··· TASK MATERIAL

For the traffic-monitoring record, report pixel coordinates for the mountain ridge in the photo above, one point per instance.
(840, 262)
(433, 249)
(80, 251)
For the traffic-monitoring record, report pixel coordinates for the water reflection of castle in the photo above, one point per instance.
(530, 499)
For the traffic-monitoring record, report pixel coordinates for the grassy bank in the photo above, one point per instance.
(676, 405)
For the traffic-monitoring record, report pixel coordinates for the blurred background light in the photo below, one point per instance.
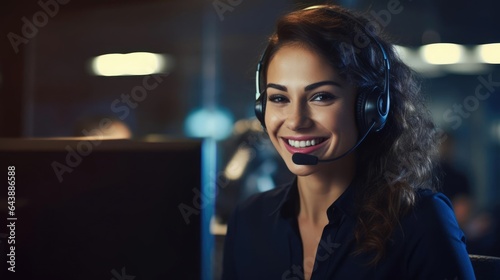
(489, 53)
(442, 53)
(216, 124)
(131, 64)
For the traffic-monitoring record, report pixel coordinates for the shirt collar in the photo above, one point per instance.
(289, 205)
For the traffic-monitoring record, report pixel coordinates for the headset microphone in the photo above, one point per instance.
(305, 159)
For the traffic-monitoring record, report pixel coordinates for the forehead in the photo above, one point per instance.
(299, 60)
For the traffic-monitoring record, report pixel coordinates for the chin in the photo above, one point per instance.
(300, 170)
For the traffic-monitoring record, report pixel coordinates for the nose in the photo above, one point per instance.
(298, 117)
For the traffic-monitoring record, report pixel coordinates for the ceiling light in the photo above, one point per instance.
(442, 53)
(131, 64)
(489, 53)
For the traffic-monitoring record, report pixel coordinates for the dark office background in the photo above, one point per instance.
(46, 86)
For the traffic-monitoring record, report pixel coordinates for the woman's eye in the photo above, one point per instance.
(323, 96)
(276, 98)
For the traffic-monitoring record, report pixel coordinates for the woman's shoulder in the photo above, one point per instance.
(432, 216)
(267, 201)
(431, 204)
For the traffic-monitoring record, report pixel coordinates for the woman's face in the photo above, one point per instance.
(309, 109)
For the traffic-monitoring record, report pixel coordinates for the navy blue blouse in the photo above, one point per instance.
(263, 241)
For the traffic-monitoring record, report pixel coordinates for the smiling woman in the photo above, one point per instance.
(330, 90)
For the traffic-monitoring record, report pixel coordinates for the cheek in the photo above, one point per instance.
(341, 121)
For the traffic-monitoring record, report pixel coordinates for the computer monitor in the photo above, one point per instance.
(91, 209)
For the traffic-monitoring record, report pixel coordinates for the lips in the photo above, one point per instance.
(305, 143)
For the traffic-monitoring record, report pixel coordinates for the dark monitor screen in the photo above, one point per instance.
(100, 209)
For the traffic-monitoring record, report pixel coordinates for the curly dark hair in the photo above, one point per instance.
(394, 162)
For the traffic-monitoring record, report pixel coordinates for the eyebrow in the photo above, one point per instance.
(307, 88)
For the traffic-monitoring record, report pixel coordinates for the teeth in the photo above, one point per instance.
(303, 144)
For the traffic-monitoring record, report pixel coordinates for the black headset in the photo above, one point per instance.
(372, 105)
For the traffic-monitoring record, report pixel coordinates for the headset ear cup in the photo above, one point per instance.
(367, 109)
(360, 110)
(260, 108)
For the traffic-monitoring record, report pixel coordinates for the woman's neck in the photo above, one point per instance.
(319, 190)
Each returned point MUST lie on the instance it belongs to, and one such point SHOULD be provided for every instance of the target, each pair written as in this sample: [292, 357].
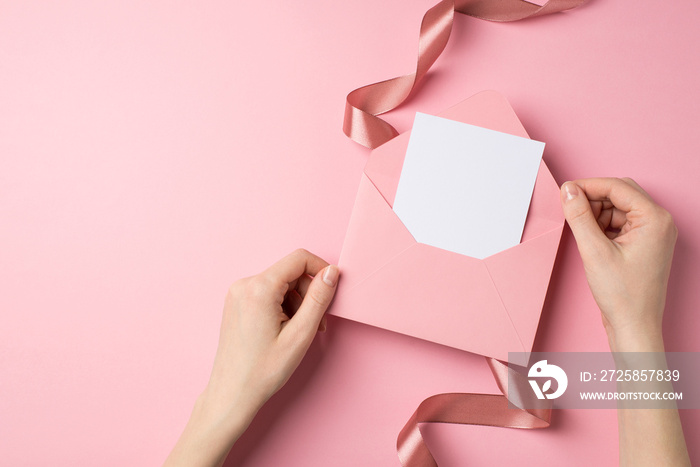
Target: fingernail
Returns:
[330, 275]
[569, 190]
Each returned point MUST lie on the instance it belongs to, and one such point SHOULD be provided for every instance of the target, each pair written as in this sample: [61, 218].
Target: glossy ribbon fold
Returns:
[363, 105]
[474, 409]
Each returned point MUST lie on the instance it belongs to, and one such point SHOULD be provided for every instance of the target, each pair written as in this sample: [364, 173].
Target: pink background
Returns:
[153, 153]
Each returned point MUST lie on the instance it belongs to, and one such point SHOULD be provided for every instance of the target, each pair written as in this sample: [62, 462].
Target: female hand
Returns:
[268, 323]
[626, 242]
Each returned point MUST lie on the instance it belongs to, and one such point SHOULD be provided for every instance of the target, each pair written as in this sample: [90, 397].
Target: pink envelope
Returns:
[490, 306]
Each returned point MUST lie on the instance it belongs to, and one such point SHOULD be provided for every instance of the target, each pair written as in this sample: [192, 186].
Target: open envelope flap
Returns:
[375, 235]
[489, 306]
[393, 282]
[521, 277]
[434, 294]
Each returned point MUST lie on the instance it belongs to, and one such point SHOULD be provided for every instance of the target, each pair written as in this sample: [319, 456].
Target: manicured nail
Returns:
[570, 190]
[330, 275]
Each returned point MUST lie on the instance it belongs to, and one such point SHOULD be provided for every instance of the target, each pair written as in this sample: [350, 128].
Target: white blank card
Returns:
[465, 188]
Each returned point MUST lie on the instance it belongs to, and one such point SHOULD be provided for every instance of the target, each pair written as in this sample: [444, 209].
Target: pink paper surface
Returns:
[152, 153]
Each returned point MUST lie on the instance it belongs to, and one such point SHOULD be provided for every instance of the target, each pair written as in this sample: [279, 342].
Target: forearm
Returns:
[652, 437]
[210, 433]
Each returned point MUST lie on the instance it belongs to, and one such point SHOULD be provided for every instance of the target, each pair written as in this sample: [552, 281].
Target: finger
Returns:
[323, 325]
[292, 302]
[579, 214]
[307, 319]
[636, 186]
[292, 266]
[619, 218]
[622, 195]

······
··· TASK MATERIAL

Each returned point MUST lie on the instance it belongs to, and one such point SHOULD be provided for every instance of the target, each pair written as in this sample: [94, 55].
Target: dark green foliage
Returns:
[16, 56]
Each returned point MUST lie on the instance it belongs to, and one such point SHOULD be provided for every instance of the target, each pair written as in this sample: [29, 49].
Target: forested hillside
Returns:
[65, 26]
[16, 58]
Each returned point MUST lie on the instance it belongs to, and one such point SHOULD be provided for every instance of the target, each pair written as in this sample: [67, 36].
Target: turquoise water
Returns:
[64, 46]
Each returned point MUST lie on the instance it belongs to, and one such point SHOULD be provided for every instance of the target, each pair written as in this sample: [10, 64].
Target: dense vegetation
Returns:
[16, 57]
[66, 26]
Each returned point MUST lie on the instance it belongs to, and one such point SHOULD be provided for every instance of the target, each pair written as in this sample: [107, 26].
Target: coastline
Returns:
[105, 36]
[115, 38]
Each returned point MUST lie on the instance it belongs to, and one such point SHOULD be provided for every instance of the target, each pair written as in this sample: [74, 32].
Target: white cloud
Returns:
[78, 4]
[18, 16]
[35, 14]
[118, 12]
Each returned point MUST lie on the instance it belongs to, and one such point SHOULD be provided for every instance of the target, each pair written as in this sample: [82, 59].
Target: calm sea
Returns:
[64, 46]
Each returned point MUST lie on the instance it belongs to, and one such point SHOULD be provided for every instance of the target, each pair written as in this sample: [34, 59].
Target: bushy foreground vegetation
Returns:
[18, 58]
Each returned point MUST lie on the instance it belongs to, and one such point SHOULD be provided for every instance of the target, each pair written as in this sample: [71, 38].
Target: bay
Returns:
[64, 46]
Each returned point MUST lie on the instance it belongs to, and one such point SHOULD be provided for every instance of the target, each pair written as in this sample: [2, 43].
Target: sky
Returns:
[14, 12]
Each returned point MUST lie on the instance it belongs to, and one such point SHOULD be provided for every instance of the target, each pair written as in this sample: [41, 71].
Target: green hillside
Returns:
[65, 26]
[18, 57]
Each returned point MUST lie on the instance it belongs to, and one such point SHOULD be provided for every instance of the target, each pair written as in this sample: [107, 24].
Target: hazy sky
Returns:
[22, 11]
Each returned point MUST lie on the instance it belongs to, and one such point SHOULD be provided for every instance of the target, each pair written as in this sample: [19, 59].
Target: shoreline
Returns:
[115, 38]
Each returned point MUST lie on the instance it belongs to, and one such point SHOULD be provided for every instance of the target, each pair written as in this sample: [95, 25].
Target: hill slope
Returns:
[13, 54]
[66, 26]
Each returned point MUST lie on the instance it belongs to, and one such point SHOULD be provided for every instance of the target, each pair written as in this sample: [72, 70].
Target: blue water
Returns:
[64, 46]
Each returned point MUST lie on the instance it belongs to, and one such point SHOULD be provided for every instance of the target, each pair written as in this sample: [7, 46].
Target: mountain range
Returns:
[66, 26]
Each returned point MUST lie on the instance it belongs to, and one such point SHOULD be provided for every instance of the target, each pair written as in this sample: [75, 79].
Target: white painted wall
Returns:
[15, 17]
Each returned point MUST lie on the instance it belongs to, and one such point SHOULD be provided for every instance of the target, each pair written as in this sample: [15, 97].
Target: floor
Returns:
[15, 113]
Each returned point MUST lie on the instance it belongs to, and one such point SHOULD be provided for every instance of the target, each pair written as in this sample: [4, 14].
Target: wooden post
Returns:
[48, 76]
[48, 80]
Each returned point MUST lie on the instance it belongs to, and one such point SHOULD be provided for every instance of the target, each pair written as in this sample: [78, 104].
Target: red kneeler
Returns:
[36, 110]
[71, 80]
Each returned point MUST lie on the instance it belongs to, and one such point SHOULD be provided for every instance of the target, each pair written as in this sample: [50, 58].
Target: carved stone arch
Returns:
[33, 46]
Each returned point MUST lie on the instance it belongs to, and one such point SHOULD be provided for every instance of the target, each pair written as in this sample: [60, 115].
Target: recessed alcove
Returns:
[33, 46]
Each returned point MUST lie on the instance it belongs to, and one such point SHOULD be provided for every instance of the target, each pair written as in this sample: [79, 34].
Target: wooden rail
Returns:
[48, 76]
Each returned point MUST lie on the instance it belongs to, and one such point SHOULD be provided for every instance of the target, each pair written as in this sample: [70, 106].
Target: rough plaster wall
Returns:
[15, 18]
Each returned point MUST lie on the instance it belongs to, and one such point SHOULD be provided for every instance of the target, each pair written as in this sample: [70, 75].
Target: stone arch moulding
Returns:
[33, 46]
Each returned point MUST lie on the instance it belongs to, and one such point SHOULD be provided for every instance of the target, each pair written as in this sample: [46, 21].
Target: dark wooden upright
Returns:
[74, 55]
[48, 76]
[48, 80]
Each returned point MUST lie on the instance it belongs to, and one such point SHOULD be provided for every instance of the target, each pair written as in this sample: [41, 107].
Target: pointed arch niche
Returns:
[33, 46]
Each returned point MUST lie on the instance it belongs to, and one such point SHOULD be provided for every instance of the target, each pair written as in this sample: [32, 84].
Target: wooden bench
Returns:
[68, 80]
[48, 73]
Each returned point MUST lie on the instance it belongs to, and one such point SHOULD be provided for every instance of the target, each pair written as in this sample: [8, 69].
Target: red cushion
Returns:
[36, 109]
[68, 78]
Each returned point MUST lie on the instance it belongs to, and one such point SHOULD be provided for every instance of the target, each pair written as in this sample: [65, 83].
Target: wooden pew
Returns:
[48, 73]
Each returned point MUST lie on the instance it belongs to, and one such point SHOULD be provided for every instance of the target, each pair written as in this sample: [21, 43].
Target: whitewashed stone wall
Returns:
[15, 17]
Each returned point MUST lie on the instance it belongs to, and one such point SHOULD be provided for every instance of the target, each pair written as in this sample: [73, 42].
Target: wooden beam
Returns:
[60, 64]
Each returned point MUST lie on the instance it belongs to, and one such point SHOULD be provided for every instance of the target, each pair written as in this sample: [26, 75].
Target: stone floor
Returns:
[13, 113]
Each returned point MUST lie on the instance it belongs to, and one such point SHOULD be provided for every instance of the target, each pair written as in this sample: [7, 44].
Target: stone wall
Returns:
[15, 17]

······

◆ ASSIGNMENT: Using the data above, state the number of lines that contain the word "green"; add nothing else.

◆ ANSWER TO THE PROBLEM: 2